_Excerpt_
Many civil libertarians and legal scholars have been sounding the alarm about Moore v. Harper, warning that if enough GOP-appointed High Court justices agree with the ISL, Republicans in state legislatures will have the power to throw out any election results that they don’t like. The ISL, as they see it, is a recipe for authoritarianism.
One such legal expert is Kimberly Wehle, an author and former assistant federal prosecutor who is now a law professor at the University of Baltimore.
READ MORE: Robert Reich warns of Supreme Court case that could give GOP-led states ‘total power over our democracy’
In an article published by the conservative website The Bulwark on October 25, Wehle warns, “Two reasons the stakes are high for the November 8 midterms: the Big Lie and the far-right U.S. Supreme Court majority. It is no exaggeration to say that these two factors will determine whether our system of representative democratic government lives or dies.”
According to Wehle, the “heart of the threat to American democracy” has “little to do with whether Donald Trump or Joe Biden runs for president in 2024.”

_Given information_
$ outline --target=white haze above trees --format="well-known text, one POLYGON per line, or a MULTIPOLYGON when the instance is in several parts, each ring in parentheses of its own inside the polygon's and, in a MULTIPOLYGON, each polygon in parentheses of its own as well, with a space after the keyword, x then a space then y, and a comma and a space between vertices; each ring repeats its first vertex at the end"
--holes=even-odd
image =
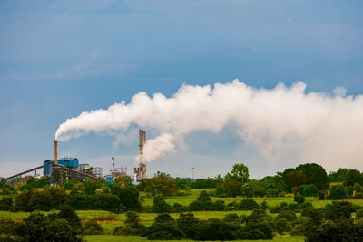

_Exercise task_
Transcribe the portion of the Moore v. Harper excerpt above that opens with "Many civil libertarians" and closes with "recipe for authoritarianism.".

_Output below_
Many civil libertarians and legal scholars have been sounding the alarm about Moore v. Harper, warning that if enough GOP-appointed High Court justices agree with the ISL, Republicans in state legislatures will have the power to throw out any election results that they don’t like. The ISL, as they see it, is a recipe for authoritarianism.